Which lines in the material contain the word "shrub"? Copy each of them.

═══ Given records ═══

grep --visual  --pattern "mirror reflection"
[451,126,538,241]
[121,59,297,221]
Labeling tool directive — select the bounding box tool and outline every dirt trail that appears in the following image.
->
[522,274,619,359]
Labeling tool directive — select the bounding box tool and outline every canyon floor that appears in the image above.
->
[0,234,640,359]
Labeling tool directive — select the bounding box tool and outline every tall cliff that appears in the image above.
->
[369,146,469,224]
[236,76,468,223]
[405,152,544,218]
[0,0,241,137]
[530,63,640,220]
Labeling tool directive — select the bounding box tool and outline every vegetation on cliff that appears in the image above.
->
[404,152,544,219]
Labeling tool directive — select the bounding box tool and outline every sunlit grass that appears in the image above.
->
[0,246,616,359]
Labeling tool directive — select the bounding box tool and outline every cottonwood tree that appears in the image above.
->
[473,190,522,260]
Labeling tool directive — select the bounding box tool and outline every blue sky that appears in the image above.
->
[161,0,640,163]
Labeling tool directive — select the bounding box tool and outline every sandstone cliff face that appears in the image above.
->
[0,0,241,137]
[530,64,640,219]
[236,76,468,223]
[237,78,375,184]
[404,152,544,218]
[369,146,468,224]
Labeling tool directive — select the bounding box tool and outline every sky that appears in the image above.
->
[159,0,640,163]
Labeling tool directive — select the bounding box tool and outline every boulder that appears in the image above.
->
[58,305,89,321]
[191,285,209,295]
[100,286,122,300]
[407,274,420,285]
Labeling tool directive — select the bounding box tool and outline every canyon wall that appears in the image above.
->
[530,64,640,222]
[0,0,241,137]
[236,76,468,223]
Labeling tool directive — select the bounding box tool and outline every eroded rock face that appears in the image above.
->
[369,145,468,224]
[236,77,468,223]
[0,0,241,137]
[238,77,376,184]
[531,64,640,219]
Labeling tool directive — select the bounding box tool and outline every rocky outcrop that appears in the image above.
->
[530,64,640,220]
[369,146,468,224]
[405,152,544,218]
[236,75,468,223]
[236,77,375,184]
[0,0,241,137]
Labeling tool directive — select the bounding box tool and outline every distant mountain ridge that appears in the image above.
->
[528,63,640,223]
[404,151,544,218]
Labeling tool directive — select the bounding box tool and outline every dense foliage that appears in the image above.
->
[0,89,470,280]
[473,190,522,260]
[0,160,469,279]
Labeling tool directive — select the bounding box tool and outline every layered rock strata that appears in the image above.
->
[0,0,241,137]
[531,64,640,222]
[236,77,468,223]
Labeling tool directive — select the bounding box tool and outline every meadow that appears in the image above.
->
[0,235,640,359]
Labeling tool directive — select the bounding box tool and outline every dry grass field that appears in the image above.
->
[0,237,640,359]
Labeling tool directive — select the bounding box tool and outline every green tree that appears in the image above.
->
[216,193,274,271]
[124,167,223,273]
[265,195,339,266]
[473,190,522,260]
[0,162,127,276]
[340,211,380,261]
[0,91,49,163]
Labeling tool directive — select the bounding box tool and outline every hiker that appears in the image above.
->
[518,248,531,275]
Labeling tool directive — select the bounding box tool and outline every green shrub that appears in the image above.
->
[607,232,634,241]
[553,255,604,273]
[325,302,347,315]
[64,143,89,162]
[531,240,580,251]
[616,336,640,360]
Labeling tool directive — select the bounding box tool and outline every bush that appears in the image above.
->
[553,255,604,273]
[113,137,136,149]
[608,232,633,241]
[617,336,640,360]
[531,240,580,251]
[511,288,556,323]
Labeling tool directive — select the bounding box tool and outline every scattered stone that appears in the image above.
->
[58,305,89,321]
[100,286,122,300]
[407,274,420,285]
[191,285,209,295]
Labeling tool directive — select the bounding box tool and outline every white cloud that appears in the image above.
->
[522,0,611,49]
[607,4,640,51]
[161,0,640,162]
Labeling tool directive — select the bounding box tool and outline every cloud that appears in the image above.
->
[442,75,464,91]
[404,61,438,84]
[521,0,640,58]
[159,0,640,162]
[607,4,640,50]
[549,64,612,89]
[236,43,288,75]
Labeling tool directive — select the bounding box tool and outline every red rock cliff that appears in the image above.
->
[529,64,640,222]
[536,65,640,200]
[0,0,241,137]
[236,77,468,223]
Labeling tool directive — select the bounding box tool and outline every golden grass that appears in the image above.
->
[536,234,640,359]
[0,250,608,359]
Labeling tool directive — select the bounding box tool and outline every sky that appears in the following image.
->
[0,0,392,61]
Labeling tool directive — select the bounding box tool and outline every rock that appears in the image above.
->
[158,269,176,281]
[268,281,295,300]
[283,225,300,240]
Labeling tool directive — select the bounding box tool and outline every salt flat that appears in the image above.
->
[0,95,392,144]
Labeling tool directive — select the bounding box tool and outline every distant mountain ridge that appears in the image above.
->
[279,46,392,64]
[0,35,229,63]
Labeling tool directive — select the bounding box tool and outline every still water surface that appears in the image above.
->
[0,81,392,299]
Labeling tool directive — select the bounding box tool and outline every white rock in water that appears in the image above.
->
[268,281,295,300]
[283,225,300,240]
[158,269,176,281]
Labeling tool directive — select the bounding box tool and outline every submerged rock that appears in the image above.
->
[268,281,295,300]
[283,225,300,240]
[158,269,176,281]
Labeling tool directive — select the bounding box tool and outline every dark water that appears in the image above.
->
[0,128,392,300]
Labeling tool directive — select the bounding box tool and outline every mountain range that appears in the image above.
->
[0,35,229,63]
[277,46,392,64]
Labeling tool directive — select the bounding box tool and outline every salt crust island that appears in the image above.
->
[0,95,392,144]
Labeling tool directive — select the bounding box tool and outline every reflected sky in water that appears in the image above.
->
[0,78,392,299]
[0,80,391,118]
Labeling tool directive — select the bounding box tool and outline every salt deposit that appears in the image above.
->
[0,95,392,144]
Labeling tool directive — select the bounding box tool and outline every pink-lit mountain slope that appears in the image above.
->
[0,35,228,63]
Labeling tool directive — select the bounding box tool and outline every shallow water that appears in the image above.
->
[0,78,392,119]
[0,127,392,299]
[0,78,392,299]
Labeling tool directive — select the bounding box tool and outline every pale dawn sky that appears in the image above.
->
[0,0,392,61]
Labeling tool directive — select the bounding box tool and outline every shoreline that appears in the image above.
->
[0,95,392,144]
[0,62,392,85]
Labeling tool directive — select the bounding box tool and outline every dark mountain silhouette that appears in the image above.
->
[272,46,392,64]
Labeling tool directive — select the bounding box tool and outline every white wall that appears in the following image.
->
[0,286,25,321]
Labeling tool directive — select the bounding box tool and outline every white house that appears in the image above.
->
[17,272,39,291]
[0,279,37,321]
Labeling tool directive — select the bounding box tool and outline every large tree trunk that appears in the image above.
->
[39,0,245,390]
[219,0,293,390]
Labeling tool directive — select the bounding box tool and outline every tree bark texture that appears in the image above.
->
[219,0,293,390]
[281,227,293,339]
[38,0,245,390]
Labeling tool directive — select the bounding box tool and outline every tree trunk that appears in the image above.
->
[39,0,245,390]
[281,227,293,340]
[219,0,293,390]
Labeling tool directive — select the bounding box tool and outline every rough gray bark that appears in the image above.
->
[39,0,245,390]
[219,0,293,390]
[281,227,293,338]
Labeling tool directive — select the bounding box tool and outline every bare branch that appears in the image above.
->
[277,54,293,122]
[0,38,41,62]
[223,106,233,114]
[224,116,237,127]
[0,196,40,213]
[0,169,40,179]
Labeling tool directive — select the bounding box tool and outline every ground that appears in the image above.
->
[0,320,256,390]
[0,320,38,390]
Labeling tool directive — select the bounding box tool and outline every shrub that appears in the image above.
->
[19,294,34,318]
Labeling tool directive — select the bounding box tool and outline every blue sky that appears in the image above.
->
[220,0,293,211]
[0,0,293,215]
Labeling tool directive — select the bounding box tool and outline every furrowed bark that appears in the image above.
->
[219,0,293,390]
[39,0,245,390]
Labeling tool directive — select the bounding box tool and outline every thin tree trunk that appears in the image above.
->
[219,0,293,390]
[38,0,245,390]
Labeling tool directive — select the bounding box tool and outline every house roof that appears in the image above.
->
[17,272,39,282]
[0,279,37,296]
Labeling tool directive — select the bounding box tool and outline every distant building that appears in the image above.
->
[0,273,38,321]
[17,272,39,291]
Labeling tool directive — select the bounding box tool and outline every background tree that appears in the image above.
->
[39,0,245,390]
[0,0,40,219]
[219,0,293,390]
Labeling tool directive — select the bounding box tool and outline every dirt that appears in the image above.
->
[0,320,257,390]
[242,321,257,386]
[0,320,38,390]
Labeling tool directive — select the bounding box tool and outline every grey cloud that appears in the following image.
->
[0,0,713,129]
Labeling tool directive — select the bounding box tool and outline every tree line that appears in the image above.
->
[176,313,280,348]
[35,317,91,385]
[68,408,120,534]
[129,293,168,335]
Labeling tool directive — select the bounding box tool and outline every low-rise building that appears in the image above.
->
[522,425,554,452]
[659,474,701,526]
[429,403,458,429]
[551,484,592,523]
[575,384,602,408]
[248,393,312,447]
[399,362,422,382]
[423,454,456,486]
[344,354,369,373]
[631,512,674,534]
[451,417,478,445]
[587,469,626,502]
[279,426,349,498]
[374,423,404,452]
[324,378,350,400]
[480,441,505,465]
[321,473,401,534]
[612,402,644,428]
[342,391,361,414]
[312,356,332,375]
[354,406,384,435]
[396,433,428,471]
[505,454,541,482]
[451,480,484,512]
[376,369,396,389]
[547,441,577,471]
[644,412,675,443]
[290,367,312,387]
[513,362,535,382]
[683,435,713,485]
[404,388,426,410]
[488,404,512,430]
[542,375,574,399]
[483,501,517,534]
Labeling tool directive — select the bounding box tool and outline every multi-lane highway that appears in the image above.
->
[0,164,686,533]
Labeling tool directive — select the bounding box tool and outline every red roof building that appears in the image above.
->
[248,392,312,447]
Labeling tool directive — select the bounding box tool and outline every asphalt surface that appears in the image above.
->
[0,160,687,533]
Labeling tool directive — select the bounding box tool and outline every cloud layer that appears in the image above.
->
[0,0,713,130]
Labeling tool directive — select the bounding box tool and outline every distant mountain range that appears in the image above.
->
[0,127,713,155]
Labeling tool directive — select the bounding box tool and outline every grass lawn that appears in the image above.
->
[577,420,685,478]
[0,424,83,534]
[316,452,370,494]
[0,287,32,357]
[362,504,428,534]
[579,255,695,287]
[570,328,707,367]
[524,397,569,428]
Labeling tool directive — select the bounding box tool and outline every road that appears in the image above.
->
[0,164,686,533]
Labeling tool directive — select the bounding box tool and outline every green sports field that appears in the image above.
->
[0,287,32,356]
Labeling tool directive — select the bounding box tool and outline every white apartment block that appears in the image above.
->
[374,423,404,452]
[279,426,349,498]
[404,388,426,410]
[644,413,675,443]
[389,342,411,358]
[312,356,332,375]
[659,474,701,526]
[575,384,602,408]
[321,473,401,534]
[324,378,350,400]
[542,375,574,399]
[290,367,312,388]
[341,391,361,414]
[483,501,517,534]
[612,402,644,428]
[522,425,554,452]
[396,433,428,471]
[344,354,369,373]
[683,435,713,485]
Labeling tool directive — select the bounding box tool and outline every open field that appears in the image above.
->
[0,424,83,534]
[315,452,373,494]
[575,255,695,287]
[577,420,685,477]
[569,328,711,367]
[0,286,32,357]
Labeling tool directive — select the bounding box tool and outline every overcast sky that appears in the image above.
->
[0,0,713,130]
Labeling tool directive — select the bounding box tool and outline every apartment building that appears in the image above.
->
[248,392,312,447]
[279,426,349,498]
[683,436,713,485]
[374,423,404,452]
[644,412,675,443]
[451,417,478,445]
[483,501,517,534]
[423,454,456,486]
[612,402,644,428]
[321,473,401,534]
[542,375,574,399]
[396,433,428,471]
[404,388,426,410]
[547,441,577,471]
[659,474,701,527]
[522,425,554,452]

═══

▶ Result below
Labeling tool directive — select the bounding box tool and outline every green shrub that appears in the image above.
Labeling tool directive — select the bounding box tool and outline every shrub that appears in the image above.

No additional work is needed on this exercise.